Instructions for the task: From the top of the records below down to the line containing "Expected behaviour: for every instance of the pedestrian, pick", reproduce every line exactly.

*** Opening of Records to process ***

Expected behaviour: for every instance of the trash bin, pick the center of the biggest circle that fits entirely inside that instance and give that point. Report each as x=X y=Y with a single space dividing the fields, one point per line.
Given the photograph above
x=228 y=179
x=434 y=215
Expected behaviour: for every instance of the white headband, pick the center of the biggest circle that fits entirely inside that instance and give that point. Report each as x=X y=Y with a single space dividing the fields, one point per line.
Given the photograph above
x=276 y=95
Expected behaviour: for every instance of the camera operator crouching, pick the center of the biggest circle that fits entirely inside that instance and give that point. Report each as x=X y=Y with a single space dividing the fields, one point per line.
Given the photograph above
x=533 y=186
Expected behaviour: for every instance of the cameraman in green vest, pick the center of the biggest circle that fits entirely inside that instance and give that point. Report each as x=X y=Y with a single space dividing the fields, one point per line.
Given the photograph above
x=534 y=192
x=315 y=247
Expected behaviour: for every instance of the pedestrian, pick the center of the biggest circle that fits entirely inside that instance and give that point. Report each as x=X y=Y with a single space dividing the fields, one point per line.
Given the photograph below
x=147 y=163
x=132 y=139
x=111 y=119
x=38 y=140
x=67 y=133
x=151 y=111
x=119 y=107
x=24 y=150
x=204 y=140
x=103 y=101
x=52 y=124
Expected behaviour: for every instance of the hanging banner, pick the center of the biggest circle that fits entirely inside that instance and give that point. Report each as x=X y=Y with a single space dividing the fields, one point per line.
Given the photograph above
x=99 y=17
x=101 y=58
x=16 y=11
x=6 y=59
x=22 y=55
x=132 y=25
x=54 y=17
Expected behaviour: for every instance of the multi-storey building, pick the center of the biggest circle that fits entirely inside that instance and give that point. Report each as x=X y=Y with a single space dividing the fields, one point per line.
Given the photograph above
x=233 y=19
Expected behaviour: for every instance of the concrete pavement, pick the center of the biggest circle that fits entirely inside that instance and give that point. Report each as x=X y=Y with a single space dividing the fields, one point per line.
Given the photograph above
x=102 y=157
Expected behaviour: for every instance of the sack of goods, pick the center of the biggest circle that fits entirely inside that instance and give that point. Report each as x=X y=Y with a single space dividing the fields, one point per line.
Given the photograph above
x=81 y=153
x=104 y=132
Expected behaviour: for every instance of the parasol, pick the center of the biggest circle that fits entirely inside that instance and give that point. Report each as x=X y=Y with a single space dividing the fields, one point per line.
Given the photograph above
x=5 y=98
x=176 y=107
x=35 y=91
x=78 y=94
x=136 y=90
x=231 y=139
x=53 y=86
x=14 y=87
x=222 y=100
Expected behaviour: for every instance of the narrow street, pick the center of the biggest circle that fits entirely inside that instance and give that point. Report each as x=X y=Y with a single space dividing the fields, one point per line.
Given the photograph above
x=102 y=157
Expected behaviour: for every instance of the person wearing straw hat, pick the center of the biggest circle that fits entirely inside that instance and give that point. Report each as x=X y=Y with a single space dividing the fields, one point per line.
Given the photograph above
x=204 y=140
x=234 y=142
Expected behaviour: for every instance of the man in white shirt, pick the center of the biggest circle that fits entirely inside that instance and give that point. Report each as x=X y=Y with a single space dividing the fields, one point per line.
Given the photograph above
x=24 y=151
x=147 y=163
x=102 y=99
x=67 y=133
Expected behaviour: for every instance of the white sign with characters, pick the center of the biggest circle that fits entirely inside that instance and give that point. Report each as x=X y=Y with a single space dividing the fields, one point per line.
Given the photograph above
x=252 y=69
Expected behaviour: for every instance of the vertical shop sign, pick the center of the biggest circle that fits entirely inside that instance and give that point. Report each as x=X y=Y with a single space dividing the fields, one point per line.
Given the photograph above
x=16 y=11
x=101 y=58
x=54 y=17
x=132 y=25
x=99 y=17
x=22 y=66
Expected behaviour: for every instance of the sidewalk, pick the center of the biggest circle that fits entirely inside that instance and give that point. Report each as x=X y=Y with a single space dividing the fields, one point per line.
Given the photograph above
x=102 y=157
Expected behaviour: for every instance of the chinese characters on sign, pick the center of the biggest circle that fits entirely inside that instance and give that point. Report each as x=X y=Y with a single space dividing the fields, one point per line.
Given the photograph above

*** Close of Records to process ***

Response:
Expected behaviour: for every instance of the trash bin, pick the center of the biggest circle that fits entirely inside that instance and give that point. Report each as x=X y=Y with a single space dividing the fields, one point per line.
Given the photograph above
x=228 y=179
x=434 y=215
Expected behaviour: for every instance of the white headband, pick the center of the biggest circle that fits entirely inside that instance and give that point. Report each as x=X y=Y with a single space dividing the fields, one point per line.
Given the photograph above
x=276 y=95
Expected behaviour: for every instance of the camera operator crouching, pick the center of the biggest circle that fits entirely inside that instance and give that point. Report each as x=X y=Y with a single space dividing the fields, one point per line.
Given the photograph above
x=533 y=186
Expected behaviour: for every instance of the cameraman in green vest, pick the center of the biggest circle that fits entirely inside that instance and give that point. Report each as x=X y=Y with a single space dividing the fields, one point per line.
Given the photograph above
x=534 y=192
x=315 y=247
Expected behaviour: for every instance of the pedestrian, pick the center of the biggest circle that fits entirely inside that instance and give that point. Report each as x=X y=Y with a single space dividing the fields, one point per line.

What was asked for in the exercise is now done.